--- Source document ---
Generally, the Chicago Harbor comprises the public rivers, canals, and lakes within the territorial limits of the City of Chicago and all connecting slips, basins, piers, breakwaters, and permanent structures therein for a distance of three miles from the shore between the extended north and south lines of the city. The greater Chicago Harbor includes portions of the Chicago River, the Calumet River, the Ogden Canal, the Chicago Sanitary and Ship Canal, Lake Calumet, and Lake Michigan.

In a more narrow sense, the Chicago Harbor is that artificial harbor on Lake Michigan located at the mouth of the Chicago River bounded by outer breakwaters to the north and east, Northerly Island to the south, and the Chicago shoreline to the west. The main entrance to this harbor is marked by the Chicago Harbor Lighthouse. The Jardine Water Purification Plant, Navy Pier, the Chicago Harbor Lock, Coast Guard Station Chicago, two municipal harbors (DuSable Harbor and Monroe Harbor), the Chicago Yacht Club, and the Columbia Yacht Club are all located here.

--- Extracted records ---

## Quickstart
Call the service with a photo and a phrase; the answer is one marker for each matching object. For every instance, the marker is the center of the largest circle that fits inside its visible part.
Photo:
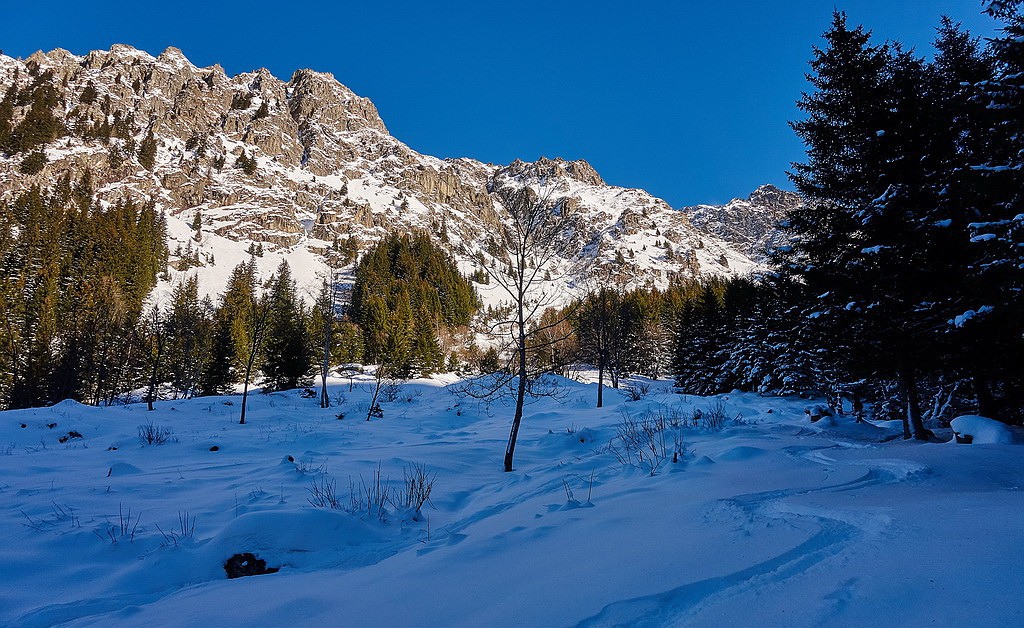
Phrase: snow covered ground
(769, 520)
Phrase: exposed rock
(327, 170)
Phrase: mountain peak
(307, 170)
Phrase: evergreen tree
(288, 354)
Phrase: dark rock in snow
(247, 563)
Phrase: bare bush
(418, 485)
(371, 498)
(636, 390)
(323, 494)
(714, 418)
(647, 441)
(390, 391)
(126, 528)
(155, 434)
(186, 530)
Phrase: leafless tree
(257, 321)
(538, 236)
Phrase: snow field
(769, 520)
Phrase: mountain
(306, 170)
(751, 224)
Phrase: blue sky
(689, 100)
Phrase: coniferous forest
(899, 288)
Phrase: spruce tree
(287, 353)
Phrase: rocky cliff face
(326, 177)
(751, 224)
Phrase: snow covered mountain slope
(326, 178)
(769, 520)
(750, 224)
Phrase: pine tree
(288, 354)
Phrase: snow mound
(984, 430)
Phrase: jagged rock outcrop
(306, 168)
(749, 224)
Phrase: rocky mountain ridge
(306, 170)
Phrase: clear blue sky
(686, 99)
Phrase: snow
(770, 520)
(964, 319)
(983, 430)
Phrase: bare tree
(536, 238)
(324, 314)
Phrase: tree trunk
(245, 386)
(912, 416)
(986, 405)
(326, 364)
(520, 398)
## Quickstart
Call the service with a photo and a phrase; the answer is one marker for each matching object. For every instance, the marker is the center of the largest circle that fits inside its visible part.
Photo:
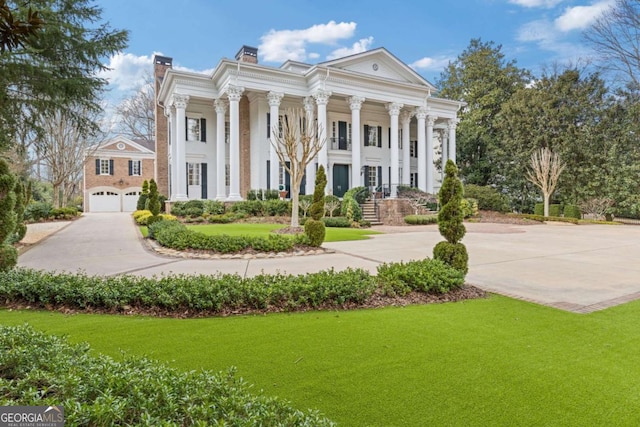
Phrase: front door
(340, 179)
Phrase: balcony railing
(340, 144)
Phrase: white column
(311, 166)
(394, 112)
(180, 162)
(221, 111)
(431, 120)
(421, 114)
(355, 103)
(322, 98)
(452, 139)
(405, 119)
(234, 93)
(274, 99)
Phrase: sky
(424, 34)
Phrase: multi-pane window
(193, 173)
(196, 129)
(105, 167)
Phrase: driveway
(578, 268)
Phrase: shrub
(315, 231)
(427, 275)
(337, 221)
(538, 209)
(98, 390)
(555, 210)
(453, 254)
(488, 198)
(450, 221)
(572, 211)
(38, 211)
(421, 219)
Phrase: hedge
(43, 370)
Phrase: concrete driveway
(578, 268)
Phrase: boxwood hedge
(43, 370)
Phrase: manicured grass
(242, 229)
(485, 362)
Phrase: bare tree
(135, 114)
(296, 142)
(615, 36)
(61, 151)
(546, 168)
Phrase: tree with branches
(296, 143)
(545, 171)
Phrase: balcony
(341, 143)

--- Tasks to carry out ---
**1)** According to the Chicago Harbor description, what marks the main entrance to the artificial harbor at the mouth of the Chicago River?
**2)** Resume the Chicago Harbor description, picking up right after its last sentence.

--- Results by task ---
**1)** The Chicago Harbor Lighthouse.

**2)**
The Port of Chicago is within the greater Chicago Harbor in and around Calumet Harbor, the Calumet River, and Lake Calumet.

The Chicago Park District operates a municipal harbor system in the greater Chicago Harbor in Lake Michigan for recreational boaters. With accommodations for 6000 boats, it is the largest system of its kind in the nation. The system comprises (from north to south) Montrose Harbor, Belmont Harbor, Diversey Harbor, DuSable Harbor, Monroe Harbor, Burnham Harbor, 31st Street Harbor, 59th Street Harbor, and Jackson Park Inner and Outer Harbors.